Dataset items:
## START
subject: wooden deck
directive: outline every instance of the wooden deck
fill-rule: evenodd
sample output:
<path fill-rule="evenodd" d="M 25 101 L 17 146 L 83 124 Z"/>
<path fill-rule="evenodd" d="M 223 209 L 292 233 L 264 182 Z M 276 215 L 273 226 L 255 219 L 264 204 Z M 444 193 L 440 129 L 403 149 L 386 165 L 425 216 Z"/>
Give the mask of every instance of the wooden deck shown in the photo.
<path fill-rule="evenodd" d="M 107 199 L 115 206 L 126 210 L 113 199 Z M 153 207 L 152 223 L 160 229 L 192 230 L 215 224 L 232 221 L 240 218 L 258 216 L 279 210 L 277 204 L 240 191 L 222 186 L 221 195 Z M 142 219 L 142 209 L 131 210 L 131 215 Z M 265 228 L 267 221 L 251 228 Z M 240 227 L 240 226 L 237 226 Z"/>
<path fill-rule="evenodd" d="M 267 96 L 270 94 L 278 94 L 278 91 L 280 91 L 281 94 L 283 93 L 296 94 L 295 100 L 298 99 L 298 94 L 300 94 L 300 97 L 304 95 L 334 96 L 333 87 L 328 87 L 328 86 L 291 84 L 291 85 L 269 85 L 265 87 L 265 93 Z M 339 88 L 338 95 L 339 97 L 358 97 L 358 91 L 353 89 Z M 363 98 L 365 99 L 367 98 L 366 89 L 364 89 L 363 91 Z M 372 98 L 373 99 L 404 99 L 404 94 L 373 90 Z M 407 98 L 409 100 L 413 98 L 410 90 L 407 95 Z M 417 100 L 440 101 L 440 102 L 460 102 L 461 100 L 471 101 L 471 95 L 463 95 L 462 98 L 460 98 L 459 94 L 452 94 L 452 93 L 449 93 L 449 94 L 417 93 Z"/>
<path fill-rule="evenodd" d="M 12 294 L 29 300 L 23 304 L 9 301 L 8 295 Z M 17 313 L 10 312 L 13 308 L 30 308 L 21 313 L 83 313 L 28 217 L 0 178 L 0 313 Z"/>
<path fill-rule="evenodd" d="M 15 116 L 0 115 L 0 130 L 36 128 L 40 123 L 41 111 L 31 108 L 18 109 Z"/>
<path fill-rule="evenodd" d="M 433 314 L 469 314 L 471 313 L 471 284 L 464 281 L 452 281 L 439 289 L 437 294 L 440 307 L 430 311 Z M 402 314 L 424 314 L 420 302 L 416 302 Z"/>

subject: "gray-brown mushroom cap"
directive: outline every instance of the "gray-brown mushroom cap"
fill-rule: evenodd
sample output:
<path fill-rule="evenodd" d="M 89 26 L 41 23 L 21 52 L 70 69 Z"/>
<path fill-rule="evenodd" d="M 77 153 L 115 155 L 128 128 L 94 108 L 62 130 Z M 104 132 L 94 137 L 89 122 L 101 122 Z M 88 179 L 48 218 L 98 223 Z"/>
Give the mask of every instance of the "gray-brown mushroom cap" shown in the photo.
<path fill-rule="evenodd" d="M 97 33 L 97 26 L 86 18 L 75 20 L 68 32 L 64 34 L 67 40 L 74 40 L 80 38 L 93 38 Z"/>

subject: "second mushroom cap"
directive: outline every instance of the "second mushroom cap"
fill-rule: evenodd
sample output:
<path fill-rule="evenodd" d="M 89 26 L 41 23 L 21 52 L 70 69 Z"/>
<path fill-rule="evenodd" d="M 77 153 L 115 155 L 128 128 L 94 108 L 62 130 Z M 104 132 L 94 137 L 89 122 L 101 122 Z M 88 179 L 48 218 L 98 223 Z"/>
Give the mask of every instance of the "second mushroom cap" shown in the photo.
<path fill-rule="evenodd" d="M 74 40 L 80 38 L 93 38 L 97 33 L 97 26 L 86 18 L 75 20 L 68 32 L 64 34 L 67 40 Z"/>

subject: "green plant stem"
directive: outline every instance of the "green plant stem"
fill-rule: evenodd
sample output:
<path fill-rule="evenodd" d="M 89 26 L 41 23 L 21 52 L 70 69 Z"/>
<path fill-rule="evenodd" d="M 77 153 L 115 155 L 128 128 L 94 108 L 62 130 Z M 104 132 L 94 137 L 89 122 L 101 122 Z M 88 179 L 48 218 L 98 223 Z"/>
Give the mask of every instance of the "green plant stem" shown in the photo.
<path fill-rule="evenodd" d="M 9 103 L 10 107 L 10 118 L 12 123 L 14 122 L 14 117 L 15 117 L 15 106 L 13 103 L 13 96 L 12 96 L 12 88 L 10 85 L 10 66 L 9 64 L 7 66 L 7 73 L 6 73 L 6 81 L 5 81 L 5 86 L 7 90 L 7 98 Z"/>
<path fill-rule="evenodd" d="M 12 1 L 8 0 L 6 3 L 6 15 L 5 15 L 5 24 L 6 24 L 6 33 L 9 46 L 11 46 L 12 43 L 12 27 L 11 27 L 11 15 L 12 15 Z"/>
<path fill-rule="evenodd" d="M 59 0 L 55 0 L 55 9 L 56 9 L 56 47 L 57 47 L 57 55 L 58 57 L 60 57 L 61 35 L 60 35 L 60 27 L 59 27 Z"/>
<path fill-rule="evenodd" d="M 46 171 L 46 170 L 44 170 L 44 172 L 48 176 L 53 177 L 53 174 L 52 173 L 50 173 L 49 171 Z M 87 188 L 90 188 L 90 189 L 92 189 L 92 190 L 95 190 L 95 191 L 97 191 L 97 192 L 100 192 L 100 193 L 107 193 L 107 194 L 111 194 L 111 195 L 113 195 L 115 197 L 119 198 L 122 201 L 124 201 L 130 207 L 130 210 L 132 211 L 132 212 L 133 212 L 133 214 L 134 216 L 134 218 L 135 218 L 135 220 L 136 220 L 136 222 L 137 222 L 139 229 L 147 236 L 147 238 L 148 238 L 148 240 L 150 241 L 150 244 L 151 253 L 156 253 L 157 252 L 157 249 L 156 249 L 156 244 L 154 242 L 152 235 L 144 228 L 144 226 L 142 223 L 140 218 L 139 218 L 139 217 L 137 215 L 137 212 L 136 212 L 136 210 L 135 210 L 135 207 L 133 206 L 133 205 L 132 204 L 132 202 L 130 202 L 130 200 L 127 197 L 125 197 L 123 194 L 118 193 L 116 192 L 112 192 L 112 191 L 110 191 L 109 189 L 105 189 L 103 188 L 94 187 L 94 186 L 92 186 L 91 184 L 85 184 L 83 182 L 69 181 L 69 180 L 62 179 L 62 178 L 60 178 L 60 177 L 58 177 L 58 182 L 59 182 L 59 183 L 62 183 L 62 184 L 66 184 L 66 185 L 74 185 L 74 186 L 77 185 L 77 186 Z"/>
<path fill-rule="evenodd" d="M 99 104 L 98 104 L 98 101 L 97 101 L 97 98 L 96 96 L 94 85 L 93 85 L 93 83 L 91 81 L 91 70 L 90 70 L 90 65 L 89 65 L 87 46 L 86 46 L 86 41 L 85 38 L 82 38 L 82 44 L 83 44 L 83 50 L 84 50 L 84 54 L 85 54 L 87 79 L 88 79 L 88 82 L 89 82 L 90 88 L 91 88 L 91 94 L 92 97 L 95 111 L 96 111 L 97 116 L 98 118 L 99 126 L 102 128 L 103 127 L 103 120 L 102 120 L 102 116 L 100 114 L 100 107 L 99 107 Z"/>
## END
◆ **Request**
Reproduce the records from their beginning up to and including the line containing "25 101 L 17", switching "wooden deck" to "stone patio" wherever it occurs there and leaving everything else unchanged.

◆ **Solution for this problem**
subject: stone patio
directive: outline every instance of the stone patio
fill-rule: evenodd
sample output:
<path fill-rule="evenodd" d="M 25 101 L 17 146 L 83 124 Z"/>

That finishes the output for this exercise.